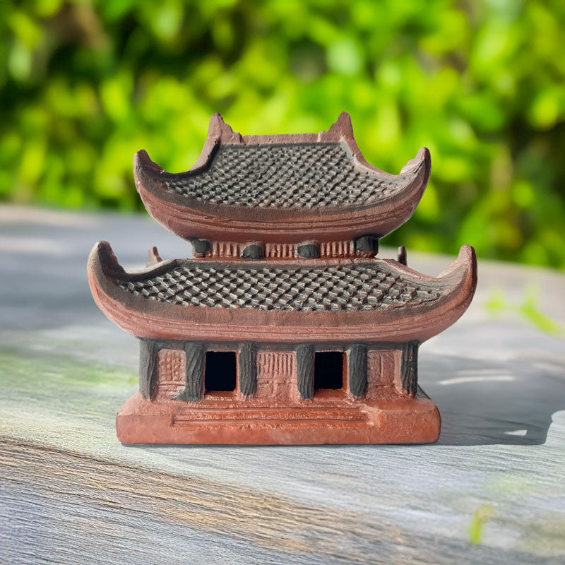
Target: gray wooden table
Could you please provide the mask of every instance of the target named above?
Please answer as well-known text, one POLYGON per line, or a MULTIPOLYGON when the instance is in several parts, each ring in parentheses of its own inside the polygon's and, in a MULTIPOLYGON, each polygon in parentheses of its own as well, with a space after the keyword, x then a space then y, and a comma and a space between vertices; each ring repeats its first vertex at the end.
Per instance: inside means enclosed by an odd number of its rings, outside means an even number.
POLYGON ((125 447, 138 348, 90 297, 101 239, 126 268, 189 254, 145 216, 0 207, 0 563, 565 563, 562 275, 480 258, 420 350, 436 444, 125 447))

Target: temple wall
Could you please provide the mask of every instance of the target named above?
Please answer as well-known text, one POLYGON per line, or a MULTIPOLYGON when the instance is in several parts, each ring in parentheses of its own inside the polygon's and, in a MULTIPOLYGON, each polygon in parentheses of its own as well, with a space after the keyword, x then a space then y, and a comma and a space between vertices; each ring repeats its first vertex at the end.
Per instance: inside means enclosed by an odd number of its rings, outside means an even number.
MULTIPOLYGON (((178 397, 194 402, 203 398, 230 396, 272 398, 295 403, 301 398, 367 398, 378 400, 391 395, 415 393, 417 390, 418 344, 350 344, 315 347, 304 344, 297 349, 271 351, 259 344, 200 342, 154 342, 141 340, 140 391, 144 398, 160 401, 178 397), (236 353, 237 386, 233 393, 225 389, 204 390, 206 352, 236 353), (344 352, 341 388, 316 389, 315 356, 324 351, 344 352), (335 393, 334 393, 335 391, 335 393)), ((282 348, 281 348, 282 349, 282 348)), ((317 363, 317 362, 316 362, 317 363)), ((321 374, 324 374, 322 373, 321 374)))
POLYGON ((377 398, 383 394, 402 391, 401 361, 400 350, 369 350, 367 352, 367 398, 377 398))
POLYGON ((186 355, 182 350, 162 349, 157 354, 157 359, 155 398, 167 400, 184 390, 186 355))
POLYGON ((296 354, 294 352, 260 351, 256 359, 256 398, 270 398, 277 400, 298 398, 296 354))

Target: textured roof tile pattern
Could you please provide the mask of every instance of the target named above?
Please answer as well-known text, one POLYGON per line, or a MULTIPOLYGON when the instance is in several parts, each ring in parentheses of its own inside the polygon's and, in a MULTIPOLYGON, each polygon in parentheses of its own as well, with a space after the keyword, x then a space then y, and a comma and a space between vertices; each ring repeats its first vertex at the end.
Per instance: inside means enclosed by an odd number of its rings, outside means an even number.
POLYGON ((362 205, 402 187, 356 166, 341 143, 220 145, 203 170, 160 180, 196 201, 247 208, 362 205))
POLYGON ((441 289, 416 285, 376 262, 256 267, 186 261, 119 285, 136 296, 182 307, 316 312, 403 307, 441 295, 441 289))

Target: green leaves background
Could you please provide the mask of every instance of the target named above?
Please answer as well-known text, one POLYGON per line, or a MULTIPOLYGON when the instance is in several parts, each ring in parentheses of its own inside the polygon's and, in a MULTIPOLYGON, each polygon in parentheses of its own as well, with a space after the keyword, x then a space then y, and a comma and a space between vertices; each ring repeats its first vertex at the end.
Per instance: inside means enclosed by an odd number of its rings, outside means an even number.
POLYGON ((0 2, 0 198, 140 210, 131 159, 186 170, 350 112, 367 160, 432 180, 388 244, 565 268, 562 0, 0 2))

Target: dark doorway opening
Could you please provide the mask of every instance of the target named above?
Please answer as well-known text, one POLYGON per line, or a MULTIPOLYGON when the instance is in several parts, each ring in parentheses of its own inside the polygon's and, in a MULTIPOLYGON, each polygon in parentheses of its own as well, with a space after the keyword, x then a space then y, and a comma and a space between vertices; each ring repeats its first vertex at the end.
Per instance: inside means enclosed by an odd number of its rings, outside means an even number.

--------------------------------------------------

Please copy out the rows above, starting with the line that contains "Target: temple wall" and going on through the line that contains "POLYGON ((296 354, 294", with each line kept unchanged.

• EXERCISE RESULT:
Target: temple wall
Could you please provide the mask of every instance of the target named above?
Please answer as well-known text, one POLYGON per line, or a MULTIPOLYGON when the instance is in several parts, each ring in parentheses of its own inside the polygon's and, in a MULTIPOLYGON, each polygon in parentheses of its own as well, with a space after the keyword, x then a space then y, and a comma and a space between vertices; each ring repeats its first vertex at the end.
Per instance: inside means enclosed by an odd number of its rings, outside means an even number.
MULTIPOLYGON (((178 397, 194 402, 203 398, 230 396, 272 398, 295 403, 301 398, 367 398, 378 400, 391 395, 415 393, 417 390, 418 344, 350 344, 315 347, 304 344, 297 349, 271 351, 259 344, 200 342, 154 342, 141 340, 140 391, 144 398, 160 401, 178 397), (236 353, 237 386, 233 393, 225 389, 204 390, 206 352, 236 353), (344 352, 341 388, 316 389, 315 356, 324 351, 344 352), (335 393, 334 393, 335 391, 335 393)), ((282 348, 281 348, 282 349, 282 348)), ((317 363, 317 362, 316 362, 317 363)), ((321 374, 324 374, 322 373, 321 374)))
POLYGON ((377 398, 383 394, 402 391, 401 361, 400 350, 369 350, 367 352, 367 398, 377 398))
POLYGON ((186 355, 182 350, 162 349, 157 354, 157 359, 155 398, 167 400, 184 390, 186 355))
POLYGON ((296 354, 294 352, 260 351, 256 359, 256 398, 270 398, 277 400, 298 398, 296 354))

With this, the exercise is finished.